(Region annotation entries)
>> Begin

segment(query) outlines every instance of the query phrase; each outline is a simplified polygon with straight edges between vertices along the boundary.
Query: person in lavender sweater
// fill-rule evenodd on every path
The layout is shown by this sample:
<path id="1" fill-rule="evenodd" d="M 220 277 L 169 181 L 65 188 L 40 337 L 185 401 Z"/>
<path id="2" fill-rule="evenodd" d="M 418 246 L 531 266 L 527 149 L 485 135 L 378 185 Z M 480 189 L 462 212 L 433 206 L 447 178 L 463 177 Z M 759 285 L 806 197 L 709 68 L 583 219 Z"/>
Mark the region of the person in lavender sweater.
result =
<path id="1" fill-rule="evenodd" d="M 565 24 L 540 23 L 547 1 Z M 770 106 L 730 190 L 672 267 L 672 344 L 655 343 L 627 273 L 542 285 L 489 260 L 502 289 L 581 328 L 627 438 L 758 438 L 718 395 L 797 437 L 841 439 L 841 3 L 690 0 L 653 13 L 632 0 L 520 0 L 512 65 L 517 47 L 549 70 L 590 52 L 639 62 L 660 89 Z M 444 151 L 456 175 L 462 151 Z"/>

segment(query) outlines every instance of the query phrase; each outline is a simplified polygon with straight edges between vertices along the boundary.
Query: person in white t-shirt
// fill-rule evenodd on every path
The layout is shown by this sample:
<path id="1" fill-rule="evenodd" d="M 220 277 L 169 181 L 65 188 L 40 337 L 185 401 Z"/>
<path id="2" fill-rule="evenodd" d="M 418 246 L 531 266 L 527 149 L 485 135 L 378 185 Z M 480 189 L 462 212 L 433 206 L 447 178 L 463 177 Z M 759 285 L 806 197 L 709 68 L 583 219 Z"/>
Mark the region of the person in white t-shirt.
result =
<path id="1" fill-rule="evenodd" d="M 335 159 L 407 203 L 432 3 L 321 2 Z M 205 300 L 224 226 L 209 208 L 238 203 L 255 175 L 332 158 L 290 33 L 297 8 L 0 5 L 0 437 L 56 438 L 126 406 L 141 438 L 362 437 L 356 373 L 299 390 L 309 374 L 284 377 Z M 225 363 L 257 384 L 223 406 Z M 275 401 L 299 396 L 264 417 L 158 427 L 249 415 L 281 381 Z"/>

>> End

Aim of the exercise –
Give everything from the start of the records down to the line containing "565 24 L 540" as a numbered list, leaving out blank lines.

Worked answer –
1. segment(query) outlines every instance of the query phrase; each outline is a simplified polygon with straight edges between vertices along the boundary.
2. Query: person in lavender sweater
3. // fill-rule evenodd on every path
4. The layout is shown by this sample:
5. <path id="1" fill-rule="evenodd" d="M 220 277 L 169 181 L 65 188 L 40 337 L 185 401 Z"/>
6. <path id="2" fill-rule="evenodd" d="M 418 246 L 531 266 L 527 149 L 485 135 L 378 185 Z M 480 189 L 462 212 L 433 206 L 447 178 L 463 177 Z M 759 285 L 806 197 L 709 68 L 583 219 Z"/>
7. Mark the region of the person in lavender sweater.
8. result =
9. <path id="1" fill-rule="evenodd" d="M 565 24 L 540 23 L 547 1 Z M 770 106 L 730 190 L 672 267 L 672 344 L 655 343 L 627 273 L 542 285 L 489 260 L 502 289 L 581 328 L 627 438 L 758 438 L 718 395 L 797 437 L 841 439 L 841 3 L 690 0 L 653 13 L 632 0 L 520 0 L 512 65 L 517 47 L 549 70 L 590 52 L 639 62 L 660 89 Z M 444 151 L 456 175 L 462 151 Z"/>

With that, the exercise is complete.